◆ **Exercise text**:

At that moment, the communist movement appeared to be riding the tide of history, and not only for those in the Soviet Union. Capitalism seemed to be dying. The Twentieth Congress put an end to that. It was a moment of truth, a cleansing from within of the brutality of Stalinism. Khrushchev’s speech to the Congress inspired doubt and second thoughts throughout the worldwide movement.

Khrushchev’s motives as he took the podium on the morning of February 25, 1956, were, in his mind, moral ones. After his ouster from power, in the seclusion of his dacha, he wrote: "My hands are covered with blood. I did everything that others did. But even today if I have to go to that podium to report on Stalin, I would do it again. One day all that had to be over."

Khrushchev had, of course, been an intimate part of Stalin’s repressions, but he also didn’t know half of what was going on. The whole Stalinist system of government was built on absolute secrecy, in which only the general secretary himself knew the whole story. It wasn’t terror that was the basis of Stalin’s power, but his complete monopoly on information. Khrushchev, for example, was stunned when he discovered that in the 1930’s and 1940’s, some 70% of Party members were annihilated.

◆ **Information shown**:
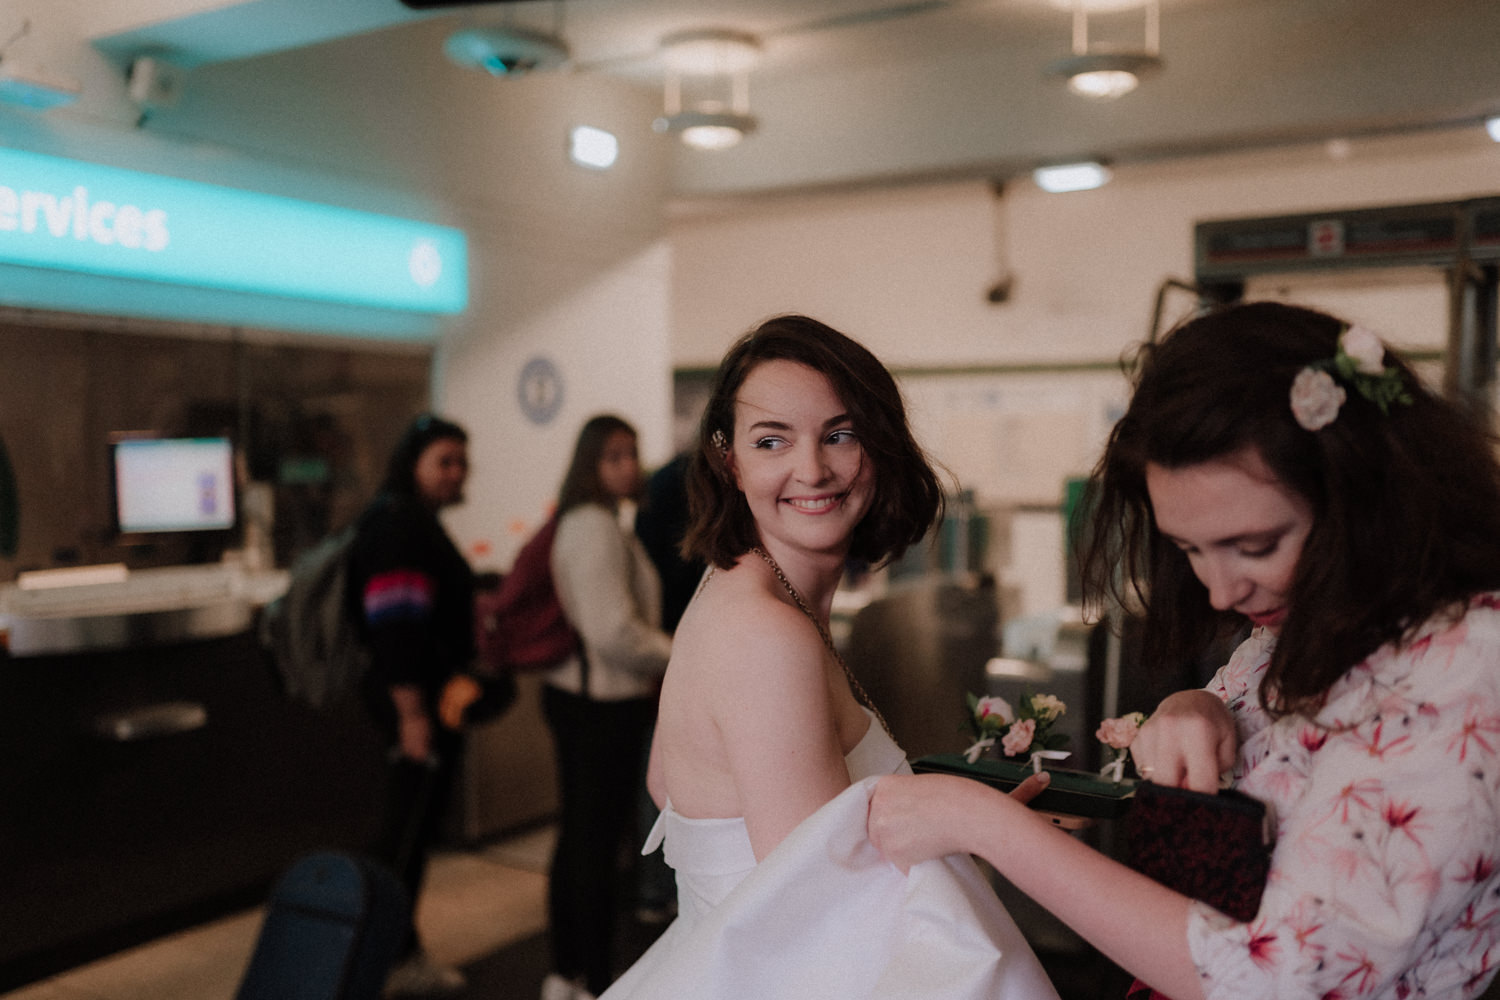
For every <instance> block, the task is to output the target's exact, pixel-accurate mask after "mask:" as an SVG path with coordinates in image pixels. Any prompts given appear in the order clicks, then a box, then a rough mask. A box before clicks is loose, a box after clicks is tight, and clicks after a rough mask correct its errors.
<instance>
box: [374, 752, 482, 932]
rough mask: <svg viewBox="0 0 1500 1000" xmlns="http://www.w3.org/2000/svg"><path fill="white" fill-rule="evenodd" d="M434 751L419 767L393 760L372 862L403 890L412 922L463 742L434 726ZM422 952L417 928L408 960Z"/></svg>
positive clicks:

◆ **To-do item A**: Using the passage on Khrushchev and Stalinism, explain in one to three sentences why Khrushchev did not know half of what was going on, even though he took part in Stalin's repressions.
◆ **To-do item B**: List every sentence of Khrushchev's own words that the passage on Khrushchev and Stalinism quotes from what he wrote at his dacha.
◆ **To-do item C**: Reproduce the passage on Khrushchev and Stalinism word for word, everything from "Khrushchev had, of" down to "members were annihilated.".

◆ **Exercise response A**: The Stalinist system of government was built on absolute secrecy, so only the general secretary himself knew the whole story. Stalin's power rested on his complete monopoly on information.

◆ **Exercise response B**:
- "My hands are covered with blood."
- "I did everything that others did."
- "But even today if I have to go to that podium to report on Stalin, I would do it again."
- "One day all that had to be over."

◆ **Exercise response C**:
Khrushchev had, of course, been an intimate part of Stalin’s repressions, but he also didn’t know half of what was going on. The whole Stalinist system of government was built on absolute secrecy, in which only the general secretary himself knew the whole story. It wasn’t terror that was the basis of Stalin’s power, but his complete monopoly on information. Khrushchev, for example, was stunned when he discovered that in the 1930’s and 1940’s, some 70% of Party members were annihilated.